## start Records

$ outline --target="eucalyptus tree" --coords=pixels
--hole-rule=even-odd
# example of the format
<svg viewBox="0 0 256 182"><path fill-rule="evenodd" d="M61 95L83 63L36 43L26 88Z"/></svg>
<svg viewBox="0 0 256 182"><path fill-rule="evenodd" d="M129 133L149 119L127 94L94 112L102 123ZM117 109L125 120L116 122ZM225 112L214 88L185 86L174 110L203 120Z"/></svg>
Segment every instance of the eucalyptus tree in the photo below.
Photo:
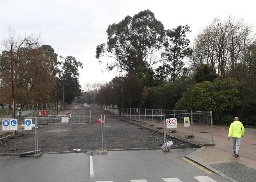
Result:
<svg viewBox="0 0 256 182"><path fill-rule="evenodd" d="M190 41L187 38L187 34L190 31L187 25L166 31L164 51L161 54L165 65L159 67L158 71L163 72L164 71L161 70L167 69L167 71L171 73L169 80L171 82L176 81L182 73L185 65L183 59L191 54L192 50L188 47Z"/></svg>
<svg viewBox="0 0 256 182"><path fill-rule="evenodd" d="M159 61L156 53L163 43L164 26L150 10L127 16L118 23L110 25L107 34L107 43L96 48L96 58L100 62L102 57L111 58L107 65L109 70L121 68L136 75Z"/></svg>

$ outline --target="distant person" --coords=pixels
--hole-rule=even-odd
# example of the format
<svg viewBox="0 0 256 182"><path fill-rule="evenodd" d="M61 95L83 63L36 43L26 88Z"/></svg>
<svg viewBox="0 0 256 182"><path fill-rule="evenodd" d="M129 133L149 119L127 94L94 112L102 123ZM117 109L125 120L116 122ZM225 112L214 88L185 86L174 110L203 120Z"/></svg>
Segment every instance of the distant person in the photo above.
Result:
<svg viewBox="0 0 256 182"><path fill-rule="evenodd" d="M161 110L159 110L157 112L158 115L158 123L161 123L162 122L162 113L161 113Z"/></svg>
<svg viewBox="0 0 256 182"><path fill-rule="evenodd" d="M239 157L238 152L241 144L241 138L245 135L245 128L242 123L239 121L238 117L234 118L235 121L230 124L228 139L232 137L233 151L235 157Z"/></svg>

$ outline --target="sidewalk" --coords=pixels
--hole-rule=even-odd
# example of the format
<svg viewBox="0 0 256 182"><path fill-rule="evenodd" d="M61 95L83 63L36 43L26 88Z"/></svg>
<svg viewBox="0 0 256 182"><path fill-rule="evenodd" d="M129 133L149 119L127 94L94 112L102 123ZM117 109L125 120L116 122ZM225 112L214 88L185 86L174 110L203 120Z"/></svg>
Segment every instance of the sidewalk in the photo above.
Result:
<svg viewBox="0 0 256 182"><path fill-rule="evenodd" d="M214 126L215 146L203 147L187 157L232 181L256 181L256 129L245 128L239 157L228 140L229 127Z"/></svg>
<svg viewBox="0 0 256 182"><path fill-rule="evenodd" d="M134 120L131 122L159 132L163 131L163 122L159 123L155 120L141 119L139 121ZM184 132L186 131L182 128L181 124L179 124L177 133L170 133L169 131L173 129L167 129L167 134L185 138ZM181 132L181 128L183 132ZM256 182L256 128L245 128L245 133L242 138L238 157L236 157L233 154L232 139L228 140L229 129L229 126L214 126L215 145L203 146L186 157L231 181ZM194 135L200 135L200 132L211 130L209 126L198 126L197 130L194 130ZM188 130L187 131L189 133ZM195 143L204 143L203 139L197 137L185 139Z"/></svg>

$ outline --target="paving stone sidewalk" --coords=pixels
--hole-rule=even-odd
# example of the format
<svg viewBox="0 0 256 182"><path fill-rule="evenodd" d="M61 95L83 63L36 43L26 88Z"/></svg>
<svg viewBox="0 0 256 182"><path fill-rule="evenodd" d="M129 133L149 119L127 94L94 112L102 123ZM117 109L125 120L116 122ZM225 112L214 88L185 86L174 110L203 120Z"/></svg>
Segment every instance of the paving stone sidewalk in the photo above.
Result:
<svg viewBox="0 0 256 182"><path fill-rule="evenodd" d="M242 138L239 157L228 140L228 126L214 126L215 146L202 147L187 157L232 181L256 181L256 129L245 128Z"/></svg>

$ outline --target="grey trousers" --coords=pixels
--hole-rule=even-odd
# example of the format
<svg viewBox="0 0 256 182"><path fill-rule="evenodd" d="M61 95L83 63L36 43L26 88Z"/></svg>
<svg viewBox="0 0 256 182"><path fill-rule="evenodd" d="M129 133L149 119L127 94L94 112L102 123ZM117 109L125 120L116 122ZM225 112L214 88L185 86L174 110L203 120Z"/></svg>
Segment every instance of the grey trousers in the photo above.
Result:
<svg viewBox="0 0 256 182"><path fill-rule="evenodd" d="M238 154L241 144L241 138L235 138L232 137L233 143L233 151L235 151L235 153Z"/></svg>

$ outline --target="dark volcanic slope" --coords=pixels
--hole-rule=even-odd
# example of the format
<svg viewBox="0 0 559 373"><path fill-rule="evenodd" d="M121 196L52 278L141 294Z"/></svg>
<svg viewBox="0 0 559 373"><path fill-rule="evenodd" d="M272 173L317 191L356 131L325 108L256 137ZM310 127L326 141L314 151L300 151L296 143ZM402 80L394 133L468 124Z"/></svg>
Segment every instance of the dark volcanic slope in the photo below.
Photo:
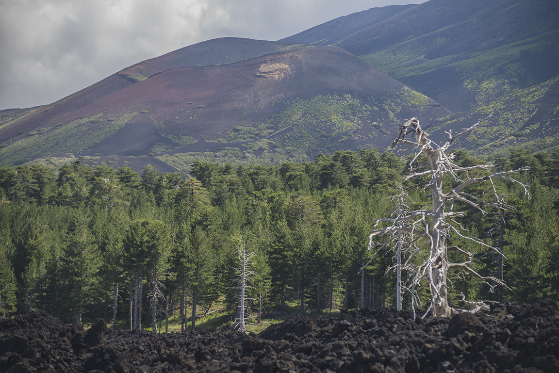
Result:
<svg viewBox="0 0 559 373"><path fill-rule="evenodd" d="M372 8L329 21L278 41L306 43L317 46L334 44L356 32L414 6L415 4L410 4Z"/></svg>
<svg viewBox="0 0 559 373"><path fill-rule="evenodd" d="M138 77L138 66L164 64L143 64L123 71ZM224 146L259 139L286 147L383 148L404 118L448 113L337 46L173 68L131 84L122 74L115 79L126 83L83 106L63 101L0 131L6 138L10 131L34 130L0 150L0 162L57 153L153 155L198 150L205 141Z"/></svg>
<svg viewBox="0 0 559 373"><path fill-rule="evenodd" d="M0 372L461 372L556 373L555 303L414 321L394 309L297 317L259 335L154 334L64 325L42 311L0 318Z"/></svg>
<svg viewBox="0 0 559 373"><path fill-rule="evenodd" d="M338 18L337 27L349 19ZM329 35L313 30L321 28L283 40L320 43ZM430 0L335 44L452 112L441 132L457 133L495 112L461 144L468 149L490 152L559 135L559 101L550 101L559 92L556 1Z"/></svg>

## end Records

Your objective: Please identify every line of the rows above that contains the word "tree" and copy each of those lines.

Result for this task:
$ outline --target="eucalyptus tree" --coords=pixels
Segment every instance of the eucalyptus tree in the photo below.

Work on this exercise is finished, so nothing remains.